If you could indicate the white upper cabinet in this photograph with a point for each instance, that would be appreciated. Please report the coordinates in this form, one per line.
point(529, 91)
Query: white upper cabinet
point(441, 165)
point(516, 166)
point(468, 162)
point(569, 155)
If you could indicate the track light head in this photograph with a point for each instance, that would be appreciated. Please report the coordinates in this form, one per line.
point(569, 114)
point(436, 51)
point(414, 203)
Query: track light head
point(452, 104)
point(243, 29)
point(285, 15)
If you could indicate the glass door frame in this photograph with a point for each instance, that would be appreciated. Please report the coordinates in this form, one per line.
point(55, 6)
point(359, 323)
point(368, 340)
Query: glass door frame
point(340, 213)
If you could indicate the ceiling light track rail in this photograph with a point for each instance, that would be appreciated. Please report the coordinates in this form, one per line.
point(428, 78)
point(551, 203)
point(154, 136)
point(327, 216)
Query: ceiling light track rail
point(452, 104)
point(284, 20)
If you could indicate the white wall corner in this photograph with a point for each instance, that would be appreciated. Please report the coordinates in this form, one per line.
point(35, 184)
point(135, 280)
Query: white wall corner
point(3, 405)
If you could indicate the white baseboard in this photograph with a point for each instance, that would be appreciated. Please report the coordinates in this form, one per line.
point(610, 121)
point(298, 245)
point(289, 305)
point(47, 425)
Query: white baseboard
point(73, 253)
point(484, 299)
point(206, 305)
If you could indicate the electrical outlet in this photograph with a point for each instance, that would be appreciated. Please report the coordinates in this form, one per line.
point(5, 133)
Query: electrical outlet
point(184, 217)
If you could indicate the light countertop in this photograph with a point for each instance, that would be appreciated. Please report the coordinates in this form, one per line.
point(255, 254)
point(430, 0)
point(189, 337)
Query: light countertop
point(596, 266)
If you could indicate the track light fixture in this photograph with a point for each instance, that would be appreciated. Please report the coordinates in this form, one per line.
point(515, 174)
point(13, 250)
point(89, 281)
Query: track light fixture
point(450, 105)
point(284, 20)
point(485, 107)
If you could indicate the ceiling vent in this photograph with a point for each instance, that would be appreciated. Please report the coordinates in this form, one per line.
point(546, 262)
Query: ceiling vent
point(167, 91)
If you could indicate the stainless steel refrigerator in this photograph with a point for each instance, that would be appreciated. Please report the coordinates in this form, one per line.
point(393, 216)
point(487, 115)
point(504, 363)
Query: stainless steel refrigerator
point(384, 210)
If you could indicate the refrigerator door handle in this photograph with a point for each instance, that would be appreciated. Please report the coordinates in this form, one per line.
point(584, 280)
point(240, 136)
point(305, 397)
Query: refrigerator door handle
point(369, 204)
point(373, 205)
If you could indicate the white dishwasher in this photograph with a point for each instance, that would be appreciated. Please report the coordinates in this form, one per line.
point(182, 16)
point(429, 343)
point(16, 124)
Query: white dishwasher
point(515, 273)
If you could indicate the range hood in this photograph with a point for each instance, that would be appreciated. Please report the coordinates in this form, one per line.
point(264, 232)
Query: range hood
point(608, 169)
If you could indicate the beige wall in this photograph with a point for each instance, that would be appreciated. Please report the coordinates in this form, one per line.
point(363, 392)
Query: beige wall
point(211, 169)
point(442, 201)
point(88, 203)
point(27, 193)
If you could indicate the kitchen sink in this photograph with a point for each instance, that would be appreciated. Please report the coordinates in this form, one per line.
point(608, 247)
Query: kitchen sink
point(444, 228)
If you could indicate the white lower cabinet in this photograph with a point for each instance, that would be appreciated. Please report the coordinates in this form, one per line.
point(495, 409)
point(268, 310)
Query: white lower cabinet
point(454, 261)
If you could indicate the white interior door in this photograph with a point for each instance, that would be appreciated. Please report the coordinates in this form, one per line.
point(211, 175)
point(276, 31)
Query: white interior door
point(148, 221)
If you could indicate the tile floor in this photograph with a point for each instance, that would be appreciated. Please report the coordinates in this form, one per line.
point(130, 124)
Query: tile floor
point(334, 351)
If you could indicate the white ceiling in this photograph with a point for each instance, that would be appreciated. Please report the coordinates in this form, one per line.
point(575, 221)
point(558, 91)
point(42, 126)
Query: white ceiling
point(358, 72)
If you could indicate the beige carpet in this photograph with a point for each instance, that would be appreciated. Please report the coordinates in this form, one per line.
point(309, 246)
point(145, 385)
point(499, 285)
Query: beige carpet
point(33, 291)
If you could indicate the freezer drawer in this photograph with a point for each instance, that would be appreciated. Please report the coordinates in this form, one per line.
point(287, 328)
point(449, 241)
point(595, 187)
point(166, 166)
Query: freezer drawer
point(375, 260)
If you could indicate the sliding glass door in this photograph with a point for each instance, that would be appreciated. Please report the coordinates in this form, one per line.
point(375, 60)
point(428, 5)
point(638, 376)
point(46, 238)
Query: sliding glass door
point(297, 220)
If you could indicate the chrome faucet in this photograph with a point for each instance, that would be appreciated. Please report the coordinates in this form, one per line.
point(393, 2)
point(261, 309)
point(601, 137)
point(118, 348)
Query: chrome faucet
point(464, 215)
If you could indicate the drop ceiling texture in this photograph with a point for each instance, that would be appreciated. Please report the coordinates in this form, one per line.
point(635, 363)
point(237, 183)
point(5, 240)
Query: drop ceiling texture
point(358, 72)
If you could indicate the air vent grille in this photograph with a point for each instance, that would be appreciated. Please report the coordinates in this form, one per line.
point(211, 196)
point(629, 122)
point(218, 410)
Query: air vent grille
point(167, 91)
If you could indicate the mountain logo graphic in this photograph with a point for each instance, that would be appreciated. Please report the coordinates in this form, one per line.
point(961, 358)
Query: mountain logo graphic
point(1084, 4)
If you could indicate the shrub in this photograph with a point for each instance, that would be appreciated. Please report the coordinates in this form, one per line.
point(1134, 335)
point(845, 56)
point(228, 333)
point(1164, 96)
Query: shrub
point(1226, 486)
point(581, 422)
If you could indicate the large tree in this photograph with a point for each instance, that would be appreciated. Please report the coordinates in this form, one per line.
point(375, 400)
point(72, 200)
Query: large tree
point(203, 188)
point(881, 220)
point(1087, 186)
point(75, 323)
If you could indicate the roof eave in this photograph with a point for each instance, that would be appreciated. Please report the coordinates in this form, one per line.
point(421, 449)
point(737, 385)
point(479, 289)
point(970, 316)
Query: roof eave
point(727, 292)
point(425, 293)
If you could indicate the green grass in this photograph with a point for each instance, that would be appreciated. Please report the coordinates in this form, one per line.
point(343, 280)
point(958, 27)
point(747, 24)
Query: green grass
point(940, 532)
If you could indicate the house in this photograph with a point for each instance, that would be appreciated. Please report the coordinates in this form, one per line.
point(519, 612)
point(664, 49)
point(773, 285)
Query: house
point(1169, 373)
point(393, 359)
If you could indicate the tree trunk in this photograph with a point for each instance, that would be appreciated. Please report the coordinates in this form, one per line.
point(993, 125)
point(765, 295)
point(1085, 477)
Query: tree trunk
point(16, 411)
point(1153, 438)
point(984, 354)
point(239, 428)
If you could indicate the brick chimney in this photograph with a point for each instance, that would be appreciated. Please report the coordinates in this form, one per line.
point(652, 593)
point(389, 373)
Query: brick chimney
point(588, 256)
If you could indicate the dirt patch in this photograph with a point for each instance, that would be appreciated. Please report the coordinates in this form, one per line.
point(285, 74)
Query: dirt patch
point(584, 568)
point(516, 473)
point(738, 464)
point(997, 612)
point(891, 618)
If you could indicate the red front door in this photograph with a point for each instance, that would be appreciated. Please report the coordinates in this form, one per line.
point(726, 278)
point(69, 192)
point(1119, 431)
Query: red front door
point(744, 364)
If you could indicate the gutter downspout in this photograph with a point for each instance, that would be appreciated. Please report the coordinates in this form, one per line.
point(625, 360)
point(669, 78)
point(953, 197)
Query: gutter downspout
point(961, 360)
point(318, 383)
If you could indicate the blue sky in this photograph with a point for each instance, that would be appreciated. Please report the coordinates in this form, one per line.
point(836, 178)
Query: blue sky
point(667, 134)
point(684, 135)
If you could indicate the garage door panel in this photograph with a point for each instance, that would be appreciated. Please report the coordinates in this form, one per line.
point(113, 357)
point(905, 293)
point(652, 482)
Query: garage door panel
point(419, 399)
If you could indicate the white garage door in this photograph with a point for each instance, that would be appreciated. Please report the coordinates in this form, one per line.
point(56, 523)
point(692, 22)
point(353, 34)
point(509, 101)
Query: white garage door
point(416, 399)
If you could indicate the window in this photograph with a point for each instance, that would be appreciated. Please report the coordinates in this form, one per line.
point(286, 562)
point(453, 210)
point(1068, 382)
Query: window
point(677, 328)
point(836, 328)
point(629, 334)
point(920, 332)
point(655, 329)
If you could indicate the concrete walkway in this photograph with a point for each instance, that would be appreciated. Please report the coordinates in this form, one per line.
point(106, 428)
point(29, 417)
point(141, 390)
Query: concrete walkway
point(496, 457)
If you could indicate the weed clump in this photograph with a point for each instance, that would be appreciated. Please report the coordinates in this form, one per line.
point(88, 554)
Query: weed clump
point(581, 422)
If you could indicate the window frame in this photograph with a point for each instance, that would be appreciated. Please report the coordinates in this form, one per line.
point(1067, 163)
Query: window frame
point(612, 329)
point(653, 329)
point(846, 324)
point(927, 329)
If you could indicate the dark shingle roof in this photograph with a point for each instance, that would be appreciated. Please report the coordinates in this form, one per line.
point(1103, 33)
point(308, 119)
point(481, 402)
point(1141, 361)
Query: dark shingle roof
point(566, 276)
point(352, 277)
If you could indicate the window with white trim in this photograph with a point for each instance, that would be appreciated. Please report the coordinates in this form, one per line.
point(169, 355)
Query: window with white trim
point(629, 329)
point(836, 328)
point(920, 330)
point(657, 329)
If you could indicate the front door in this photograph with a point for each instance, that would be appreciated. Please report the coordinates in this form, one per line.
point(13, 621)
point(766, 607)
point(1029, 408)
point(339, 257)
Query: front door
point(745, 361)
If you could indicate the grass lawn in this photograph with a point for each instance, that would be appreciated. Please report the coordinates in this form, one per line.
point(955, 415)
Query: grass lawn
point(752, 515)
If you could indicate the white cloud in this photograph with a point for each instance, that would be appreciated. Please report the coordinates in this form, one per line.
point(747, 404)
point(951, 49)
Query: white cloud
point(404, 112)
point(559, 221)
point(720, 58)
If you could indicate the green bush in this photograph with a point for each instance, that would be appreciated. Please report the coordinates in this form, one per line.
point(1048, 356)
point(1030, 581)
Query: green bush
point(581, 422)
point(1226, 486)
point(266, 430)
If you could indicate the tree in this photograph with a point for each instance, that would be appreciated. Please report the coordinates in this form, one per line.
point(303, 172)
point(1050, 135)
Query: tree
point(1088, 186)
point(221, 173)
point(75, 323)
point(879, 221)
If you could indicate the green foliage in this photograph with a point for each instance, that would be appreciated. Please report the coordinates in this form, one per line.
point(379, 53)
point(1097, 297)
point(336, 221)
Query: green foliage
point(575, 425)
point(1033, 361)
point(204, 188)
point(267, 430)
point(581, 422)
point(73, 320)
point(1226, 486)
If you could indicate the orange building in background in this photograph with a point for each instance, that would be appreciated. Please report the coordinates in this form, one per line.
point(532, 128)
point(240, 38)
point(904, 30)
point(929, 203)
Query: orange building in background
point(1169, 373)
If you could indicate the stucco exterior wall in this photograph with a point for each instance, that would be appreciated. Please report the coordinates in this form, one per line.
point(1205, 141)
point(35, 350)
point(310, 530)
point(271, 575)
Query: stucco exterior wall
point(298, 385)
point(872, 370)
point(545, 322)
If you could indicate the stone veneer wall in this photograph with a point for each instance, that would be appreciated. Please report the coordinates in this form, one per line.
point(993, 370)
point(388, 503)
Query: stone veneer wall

====

Copy the lines of the listing word for word, starting at the line that contains "If you could indicate the green grass" and ending at the line that contains "point(940, 532)", including both of those lines.

If you could indicate the green grass in this photograph with a point for each instance, that would be appreciated. Please report the coordinates in this form, one per line.
point(343, 280)
point(958, 27)
point(747, 24)
Query: green grass
point(940, 532)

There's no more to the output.